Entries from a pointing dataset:
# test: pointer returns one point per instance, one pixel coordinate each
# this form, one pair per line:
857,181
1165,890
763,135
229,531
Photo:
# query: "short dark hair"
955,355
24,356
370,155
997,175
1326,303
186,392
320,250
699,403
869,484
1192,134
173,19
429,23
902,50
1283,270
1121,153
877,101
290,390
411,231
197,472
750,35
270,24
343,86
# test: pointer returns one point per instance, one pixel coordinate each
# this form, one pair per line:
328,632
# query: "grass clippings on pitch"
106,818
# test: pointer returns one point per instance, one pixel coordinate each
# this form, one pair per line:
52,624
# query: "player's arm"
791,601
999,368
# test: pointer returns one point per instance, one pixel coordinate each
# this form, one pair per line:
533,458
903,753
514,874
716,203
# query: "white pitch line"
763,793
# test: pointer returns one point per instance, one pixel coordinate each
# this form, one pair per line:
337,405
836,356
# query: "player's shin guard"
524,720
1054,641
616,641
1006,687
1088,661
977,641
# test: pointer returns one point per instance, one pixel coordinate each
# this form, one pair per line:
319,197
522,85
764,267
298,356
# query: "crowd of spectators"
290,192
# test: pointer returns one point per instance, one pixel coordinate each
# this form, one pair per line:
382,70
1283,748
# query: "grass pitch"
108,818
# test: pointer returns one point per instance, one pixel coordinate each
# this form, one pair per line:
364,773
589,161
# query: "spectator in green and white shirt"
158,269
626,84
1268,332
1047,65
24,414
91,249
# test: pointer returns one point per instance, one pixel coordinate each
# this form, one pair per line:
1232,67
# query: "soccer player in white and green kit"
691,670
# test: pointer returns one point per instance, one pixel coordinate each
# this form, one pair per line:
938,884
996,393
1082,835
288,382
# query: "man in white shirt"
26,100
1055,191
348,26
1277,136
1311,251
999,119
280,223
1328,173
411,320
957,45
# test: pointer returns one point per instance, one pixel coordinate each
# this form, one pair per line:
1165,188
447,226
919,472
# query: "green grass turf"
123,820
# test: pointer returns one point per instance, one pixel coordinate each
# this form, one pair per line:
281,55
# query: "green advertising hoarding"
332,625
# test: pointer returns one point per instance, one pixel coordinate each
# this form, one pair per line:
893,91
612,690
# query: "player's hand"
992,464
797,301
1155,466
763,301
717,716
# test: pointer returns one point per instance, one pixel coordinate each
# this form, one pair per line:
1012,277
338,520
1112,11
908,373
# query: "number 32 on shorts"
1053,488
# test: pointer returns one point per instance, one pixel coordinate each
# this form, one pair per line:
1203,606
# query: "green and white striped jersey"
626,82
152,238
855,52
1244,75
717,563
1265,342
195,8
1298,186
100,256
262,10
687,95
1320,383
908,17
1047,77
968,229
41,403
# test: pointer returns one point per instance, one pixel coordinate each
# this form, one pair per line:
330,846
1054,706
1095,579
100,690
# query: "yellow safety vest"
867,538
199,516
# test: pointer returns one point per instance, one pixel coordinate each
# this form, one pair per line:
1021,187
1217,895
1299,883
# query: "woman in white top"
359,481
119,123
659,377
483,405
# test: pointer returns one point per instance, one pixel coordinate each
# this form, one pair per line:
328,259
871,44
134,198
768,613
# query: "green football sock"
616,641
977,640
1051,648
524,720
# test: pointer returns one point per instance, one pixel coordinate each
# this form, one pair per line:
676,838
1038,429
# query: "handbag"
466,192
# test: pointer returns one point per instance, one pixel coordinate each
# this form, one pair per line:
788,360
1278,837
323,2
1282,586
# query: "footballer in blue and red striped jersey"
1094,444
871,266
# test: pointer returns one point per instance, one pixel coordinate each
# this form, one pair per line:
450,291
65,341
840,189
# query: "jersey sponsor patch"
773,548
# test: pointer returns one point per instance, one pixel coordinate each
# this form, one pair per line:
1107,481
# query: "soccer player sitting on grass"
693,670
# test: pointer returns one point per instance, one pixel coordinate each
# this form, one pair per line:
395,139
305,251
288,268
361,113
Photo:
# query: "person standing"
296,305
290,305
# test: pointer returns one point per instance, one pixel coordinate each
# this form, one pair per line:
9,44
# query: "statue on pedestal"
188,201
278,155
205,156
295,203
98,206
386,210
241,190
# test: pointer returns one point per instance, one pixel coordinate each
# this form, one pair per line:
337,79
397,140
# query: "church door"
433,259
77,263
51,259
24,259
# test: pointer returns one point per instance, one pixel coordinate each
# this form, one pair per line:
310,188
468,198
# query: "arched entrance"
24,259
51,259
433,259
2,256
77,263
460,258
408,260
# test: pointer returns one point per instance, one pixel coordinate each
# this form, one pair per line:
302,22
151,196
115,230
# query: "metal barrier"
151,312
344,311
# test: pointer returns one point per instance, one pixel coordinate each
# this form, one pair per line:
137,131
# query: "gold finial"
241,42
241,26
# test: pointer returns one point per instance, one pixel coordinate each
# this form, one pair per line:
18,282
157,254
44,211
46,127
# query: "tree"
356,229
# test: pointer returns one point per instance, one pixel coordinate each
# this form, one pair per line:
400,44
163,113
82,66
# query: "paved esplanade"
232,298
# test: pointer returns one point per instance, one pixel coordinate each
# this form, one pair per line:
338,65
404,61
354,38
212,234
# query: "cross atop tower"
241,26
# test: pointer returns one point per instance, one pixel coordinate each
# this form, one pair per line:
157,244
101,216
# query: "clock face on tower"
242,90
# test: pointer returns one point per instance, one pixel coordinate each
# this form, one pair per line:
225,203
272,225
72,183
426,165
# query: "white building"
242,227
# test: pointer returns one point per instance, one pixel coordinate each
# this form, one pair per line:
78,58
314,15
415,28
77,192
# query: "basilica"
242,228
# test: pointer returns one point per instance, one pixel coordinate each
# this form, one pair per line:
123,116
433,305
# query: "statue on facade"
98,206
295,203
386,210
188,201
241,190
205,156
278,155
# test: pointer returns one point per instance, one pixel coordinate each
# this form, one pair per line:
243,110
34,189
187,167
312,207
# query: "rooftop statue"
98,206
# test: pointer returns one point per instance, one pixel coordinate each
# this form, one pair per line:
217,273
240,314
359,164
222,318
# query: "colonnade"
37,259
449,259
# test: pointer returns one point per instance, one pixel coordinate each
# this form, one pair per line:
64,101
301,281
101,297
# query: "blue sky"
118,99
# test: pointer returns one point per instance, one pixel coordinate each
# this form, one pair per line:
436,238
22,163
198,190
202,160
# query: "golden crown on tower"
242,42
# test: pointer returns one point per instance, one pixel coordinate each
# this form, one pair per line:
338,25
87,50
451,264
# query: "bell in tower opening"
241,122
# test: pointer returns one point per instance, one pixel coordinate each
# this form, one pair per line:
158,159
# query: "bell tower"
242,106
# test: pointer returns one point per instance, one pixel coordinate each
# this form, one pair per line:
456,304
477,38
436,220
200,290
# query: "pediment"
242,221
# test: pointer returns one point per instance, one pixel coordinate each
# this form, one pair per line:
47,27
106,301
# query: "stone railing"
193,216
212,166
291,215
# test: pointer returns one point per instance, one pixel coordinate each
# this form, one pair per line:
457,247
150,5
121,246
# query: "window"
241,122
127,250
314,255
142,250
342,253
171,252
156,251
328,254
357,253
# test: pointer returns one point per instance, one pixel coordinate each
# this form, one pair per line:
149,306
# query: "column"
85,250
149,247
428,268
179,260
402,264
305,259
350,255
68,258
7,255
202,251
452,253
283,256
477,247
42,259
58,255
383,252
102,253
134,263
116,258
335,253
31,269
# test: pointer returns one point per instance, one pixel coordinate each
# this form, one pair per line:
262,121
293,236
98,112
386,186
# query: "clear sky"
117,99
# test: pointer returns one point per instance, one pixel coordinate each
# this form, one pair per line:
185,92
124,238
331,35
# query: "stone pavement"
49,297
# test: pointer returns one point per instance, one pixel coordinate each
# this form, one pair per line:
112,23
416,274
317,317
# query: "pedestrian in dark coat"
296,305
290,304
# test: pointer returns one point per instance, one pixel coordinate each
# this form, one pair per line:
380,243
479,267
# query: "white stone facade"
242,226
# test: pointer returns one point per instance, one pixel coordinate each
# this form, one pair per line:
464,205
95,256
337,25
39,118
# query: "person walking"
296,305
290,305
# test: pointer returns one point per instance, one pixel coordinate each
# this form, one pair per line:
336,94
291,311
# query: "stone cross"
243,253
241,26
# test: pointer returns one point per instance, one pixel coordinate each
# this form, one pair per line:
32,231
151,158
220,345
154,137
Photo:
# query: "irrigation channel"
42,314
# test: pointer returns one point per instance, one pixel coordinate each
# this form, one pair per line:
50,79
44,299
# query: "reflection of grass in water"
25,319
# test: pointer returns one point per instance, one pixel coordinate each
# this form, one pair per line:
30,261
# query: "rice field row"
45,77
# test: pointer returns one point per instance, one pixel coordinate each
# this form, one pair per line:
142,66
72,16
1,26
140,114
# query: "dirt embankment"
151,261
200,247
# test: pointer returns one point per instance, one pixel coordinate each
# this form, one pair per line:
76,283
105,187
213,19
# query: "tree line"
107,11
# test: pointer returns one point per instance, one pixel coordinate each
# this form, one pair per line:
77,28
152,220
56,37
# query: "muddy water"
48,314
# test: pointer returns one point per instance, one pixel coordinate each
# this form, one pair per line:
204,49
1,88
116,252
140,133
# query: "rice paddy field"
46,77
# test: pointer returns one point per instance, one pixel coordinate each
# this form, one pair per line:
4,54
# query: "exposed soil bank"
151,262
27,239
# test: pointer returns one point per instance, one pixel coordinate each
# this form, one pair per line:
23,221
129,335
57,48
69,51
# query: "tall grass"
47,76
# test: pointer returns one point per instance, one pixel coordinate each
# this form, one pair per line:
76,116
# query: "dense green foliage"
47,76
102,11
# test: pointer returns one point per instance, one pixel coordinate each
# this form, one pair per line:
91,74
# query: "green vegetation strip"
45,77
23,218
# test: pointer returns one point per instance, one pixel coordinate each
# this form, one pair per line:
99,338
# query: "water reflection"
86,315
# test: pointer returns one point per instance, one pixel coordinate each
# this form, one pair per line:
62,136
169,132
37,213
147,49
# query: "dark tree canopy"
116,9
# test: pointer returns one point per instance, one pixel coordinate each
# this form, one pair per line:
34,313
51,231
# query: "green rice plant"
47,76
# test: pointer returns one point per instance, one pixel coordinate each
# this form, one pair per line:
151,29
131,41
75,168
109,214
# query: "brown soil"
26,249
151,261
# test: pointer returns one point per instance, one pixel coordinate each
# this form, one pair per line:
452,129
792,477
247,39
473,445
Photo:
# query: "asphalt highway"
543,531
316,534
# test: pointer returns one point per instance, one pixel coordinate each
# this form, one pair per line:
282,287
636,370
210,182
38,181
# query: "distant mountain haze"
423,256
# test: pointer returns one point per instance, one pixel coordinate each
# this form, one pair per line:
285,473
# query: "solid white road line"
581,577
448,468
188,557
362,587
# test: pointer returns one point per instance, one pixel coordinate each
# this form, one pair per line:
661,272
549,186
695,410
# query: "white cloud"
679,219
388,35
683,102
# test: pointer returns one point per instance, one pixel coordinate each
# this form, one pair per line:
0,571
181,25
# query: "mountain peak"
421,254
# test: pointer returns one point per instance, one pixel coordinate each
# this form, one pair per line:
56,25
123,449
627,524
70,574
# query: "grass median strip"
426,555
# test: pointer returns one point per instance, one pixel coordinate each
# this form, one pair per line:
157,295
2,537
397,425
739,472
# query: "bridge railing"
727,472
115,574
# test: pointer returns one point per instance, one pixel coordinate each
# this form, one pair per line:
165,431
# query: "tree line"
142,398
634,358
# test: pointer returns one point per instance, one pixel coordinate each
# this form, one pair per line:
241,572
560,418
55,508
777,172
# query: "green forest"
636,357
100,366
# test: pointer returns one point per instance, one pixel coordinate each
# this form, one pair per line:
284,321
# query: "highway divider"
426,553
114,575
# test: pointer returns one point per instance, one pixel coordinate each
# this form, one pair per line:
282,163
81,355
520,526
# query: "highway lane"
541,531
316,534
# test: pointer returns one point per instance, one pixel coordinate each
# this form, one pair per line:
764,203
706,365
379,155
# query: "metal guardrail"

WHAT IS NEEDED:
Collect every line of the data above that contains the string "mountain", treating uppercase and lowercase letters as distinct.

SOLUTION TO THE PROBLEM:
# query: "distant mountain haze"
# query: "mountain peak"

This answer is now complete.